## Written task
Reproduce each of the entries below word for word, leaving every character unchanged.
::::
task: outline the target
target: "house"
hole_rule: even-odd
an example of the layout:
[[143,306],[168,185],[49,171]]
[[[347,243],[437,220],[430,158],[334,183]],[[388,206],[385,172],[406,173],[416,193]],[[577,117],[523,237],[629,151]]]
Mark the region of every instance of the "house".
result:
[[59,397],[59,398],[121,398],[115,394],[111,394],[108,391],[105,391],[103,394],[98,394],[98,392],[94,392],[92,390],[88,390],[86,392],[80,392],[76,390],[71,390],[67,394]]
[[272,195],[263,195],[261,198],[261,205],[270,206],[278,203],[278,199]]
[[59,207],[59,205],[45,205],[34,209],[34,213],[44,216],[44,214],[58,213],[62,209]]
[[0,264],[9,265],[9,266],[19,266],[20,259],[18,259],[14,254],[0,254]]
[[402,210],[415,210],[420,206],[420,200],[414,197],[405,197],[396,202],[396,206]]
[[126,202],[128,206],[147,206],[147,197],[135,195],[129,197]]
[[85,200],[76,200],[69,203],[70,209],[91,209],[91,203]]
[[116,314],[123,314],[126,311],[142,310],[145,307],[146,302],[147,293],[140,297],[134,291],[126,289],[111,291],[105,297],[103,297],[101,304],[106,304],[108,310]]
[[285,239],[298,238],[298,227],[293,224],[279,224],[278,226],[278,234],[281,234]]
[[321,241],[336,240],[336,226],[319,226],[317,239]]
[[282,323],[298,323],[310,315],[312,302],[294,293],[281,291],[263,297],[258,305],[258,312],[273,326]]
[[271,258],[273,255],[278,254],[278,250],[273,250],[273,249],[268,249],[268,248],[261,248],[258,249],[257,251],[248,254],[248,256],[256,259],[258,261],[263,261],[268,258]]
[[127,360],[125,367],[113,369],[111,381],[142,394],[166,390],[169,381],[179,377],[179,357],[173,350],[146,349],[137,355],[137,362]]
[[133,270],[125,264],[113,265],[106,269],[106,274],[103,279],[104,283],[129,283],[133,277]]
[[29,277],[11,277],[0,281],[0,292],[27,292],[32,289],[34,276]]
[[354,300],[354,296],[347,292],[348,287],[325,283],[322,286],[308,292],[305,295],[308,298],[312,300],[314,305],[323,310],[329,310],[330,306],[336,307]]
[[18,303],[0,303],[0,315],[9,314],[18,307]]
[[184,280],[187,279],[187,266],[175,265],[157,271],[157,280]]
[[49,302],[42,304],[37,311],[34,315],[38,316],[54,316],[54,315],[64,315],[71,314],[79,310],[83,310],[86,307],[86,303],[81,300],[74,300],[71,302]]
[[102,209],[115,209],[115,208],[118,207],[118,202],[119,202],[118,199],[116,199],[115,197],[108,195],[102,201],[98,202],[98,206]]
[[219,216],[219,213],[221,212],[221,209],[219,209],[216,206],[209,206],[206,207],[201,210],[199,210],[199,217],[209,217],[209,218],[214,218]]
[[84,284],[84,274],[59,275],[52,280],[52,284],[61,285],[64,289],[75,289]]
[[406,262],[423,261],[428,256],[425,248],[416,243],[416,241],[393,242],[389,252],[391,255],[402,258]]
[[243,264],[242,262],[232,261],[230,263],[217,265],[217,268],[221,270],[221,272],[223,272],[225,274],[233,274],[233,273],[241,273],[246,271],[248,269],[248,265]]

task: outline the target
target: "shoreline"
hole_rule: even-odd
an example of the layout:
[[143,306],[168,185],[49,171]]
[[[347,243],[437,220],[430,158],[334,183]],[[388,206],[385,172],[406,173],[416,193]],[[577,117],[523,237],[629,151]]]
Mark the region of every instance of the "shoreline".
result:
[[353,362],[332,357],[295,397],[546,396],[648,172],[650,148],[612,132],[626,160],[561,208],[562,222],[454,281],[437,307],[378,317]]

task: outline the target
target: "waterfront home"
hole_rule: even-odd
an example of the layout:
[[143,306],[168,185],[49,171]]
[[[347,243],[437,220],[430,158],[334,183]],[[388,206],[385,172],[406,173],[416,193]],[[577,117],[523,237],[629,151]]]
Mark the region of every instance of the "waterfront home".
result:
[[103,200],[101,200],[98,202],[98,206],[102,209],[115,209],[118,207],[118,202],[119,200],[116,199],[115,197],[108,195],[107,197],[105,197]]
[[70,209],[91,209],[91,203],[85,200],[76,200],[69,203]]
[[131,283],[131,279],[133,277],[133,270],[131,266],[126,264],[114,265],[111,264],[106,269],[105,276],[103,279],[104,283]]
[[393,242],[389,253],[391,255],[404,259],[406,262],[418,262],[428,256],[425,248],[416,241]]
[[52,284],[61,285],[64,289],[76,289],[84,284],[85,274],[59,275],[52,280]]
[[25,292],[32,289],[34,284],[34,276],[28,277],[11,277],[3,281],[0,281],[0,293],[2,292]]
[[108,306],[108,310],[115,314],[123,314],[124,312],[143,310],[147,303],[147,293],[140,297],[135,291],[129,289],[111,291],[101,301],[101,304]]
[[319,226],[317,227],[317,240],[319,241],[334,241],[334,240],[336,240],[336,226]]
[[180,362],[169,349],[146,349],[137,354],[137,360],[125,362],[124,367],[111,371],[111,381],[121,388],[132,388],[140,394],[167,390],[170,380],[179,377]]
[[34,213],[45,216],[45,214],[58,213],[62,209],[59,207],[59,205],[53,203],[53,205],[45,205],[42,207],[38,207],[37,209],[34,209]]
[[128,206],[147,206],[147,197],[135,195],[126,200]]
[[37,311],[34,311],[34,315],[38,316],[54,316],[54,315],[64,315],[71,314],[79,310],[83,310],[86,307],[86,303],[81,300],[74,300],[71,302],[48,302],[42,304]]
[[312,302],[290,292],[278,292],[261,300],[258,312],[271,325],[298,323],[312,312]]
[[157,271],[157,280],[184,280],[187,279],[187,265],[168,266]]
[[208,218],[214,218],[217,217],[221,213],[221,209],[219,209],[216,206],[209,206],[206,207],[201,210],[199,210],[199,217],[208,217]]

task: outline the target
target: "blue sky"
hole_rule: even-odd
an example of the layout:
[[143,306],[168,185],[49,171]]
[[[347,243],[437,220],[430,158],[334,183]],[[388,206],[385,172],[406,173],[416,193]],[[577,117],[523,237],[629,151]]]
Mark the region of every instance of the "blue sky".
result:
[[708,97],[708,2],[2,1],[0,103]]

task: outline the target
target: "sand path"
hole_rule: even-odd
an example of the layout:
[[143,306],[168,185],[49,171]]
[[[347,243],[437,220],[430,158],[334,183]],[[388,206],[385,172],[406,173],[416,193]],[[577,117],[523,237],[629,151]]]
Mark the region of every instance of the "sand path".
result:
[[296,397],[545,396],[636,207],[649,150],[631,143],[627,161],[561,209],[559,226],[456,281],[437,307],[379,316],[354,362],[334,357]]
::::
## Written answer
task: outline the target
target: "house"
hole_rule: even-odd
an example of the layout:
[[143,306],[168,185],[49,171]]
[[[347,243],[437,220],[430,158],[334,183]],[[388,206],[385,172],[406,173],[416,193]],[[577,117],[523,237],[629,151]]]
Mark the region of every instance of the "house".
result:
[[59,397],[59,398],[121,398],[115,394],[111,394],[108,391],[105,391],[103,394],[98,394],[98,392],[94,392],[92,390],[88,390],[86,392],[80,392],[76,390],[71,390],[67,394]]
[[272,195],[263,195],[261,198],[261,205],[270,206],[278,203],[278,199]]
[[59,207],[59,205],[45,205],[34,209],[34,213],[44,216],[44,214],[58,213],[62,209]]
[[0,264],[9,265],[9,266],[19,266],[20,259],[18,259],[14,254],[0,254]]
[[402,210],[415,210],[420,206],[420,200],[414,197],[405,197],[396,202],[396,206]]
[[126,202],[128,206],[147,206],[147,197],[135,195],[129,197]]
[[85,200],[76,200],[69,203],[70,209],[91,209],[91,203]]
[[116,314],[123,314],[126,311],[142,310],[145,307],[146,302],[147,293],[140,297],[134,291],[126,289],[111,291],[105,297],[103,297],[101,304],[106,304],[108,310]]
[[285,239],[298,238],[298,227],[293,224],[279,224],[278,226],[278,234],[281,234]]
[[321,241],[336,240],[336,226],[319,226],[317,239]]
[[282,323],[298,323],[310,315],[312,302],[294,293],[281,291],[263,297],[258,305],[258,312],[273,326]]
[[271,258],[273,255],[278,254],[278,250],[273,250],[273,249],[268,249],[268,248],[261,248],[258,249],[257,251],[248,254],[248,256],[256,259],[258,261],[263,261],[268,258]]
[[127,360],[125,367],[113,369],[111,381],[142,394],[166,390],[169,381],[179,377],[179,357],[173,350],[146,349],[137,355],[137,362]]
[[133,270],[125,264],[113,265],[106,269],[106,274],[103,279],[104,283],[129,283],[133,277]]
[[29,277],[11,277],[0,281],[0,292],[27,292],[32,289],[34,276]]
[[354,300],[354,296],[347,292],[348,287],[325,283],[322,286],[308,292],[305,295],[308,298],[312,300],[314,305],[323,310],[329,310],[330,306],[336,307]]
[[18,303],[0,303],[0,315],[9,314],[18,307]]
[[184,280],[187,279],[187,266],[175,265],[157,271],[157,280]]
[[49,302],[42,304],[37,311],[34,315],[38,316],[54,316],[54,315],[64,315],[71,314],[79,310],[83,310],[86,307],[86,303],[81,300],[74,300],[71,302]]
[[102,209],[115,209],[115,208],[118,207],[118,202],[119,202],[118,199],[116,199],[115,197],[108,195],[102,201],[98,202],[98,206]]
[[219,216],[219,213],[221,212],[221,209],[219,209],[216,206],[209,206],[206,207],[201,210],[199,210],[199,217],[209,217],[209,218],[214,218]]
[[84,284],[84,274],[59,275],[52,280],[52,284],[61,285],[64,289],[75,289]]
[[406,262],[423,261],[428,256],[425,248],[416,243],[416,241],[393,242],[389,252],[391,255],[402,258]]
[[243,264],[242,262],[232,261],[230,263],[217,265],[217,268],[221,270],[221,272],[223,272],[225,274],[233,274],[233,273],[241,273],[246,271],[248,269],[248,265]]

task: outline the target
target: "shoreline"
hole_rule: even-odd
an example of the layout:
[[143,306],[168,185],[49,171]]
[[[347,243],[437,220],[430,158],[334,183]],[[388,206],[385,172],[406,173],[416,193]],[[577,117],[523,237],[629,151]]]
Mark the region of every instance of the "shoreline".
result:
[[353,362],[332,357],[295,397],[546,396],[648,172],[650,148],[612,132],[626,160],[561,208],[562,222],[454,281],[437,307],[378,317]]

task: outline the target
target: "waterfront home"
hole_rule: even-odd
an example of the layout:
[[143,306],[168,185],[49,171]]
[[[347,243],[437,220],[430,158],[334,183]],[[388,206],[385,172],[406,173],[416,193]],[[577,117],[523,237],[629,151]]]
Mark the region of every instance of the "waterfront home".
result:
[[103,200],[101,200],[98,202],[98,206],[102,209],[115,209],[118,207],[118,202],[119,200],[116,199],[115,197],[108,195],[107,197],[105,197]]
[[70,209],[91,209],[91,203],[85,200],[76,200],[69,203]]
[[131,283],[131,279],[133,277],[133,270],[131,266],[126,264],[114,265],[111,264],[106,269],[105,276],[103,279],[104,283]]
[[393,242],[389,253],[391,255],[404,259],[406,262],[418,262],[428,256],[425,248],[416,241]]
[[52,284],[61,285],[64,289],[76,289],[84,284],[85,274],[59,275],[52,280]]
[[25,292],[32,289],[34,284],[34,276],[28,277],[11,277],[3,281],[0,281],[0,293],[2,292]]
[[108,306],[108,310],[115,314],[123,314],[124,312],[143,310],[147,303],[147,293],[140,297],[135,291],[129,289],[111,291],[101,301],[101,304]]
[[319,226],[317,227],[317,240],[319,241],[334,241],[334,240],[336,240],[336,226]]
[[180,362],[169,349],[146,349],[137,354],[137,360],[125,362],[124,367],[111,371],[111,381],[121,388],[132,388],[140,394],[167,390],[170,380],[179,377]]
[[34,213],[45,216],[45,214],[58,213],[62,209],[59,207],[59,205],[53,203],[53,205],[45,205],[42,207],[38,207],[37,209],[34,209]]
[[128,206],[147,206],[147,197],[135,195],[126,200]]
[[37,311],[34,311],[34,315],[38,316],[54,316],[54,315],[64,315],[71,314],[79,310],[83,310],[86,307],[86,303],[81,300],[74,300],[71,302],[48,302],[42,304]]
[[312,302],[290,292],[278,292],[261,300],[258,312],[271,325],[298,323],[312,312]]
[[157,271],[157,280],[184,280],[187,279],[187,265],[168,266]]
[[208,218],[214,218],[217,217],[221,213],[221,209],[219,209],[216,206],[209,206],[206,207],[201,210],[199,210],[199,217],[208,217]]

task: outline the target
target: "blue sky"
hole_rule: even-odd
an example of the layout:
[[143,306],[168,185],[49,171]]
[[[347,243],[437,220],[430,158],[334,183]],[[388,206],[385,172],[406,173],[416,193]],[[577,117],[523,237],[629,151]]]
Mark the region of every instance of the "blue sky".
result:
[[708,97],[708,2],[2,1],[0,103]]

task: outline the target
target: "sand path"
hole_rule: even-odd
an example of the layout:
[[143,306],[168,185],[49,171]]
[[[347,243],[437,220],[430,158],[334,183]],[[388,206],[385,172],[406,173],[416,193]],[[577,117],[523,237],[629,151]]]
Mark the region of every instance of the "sand path".
result:
[[296,397],[545,396],[636,207],[649,150],[631,143],[627,161],[561,209],[559,226],[456,281],[437,307],[379,316],[354,362],[334,357]]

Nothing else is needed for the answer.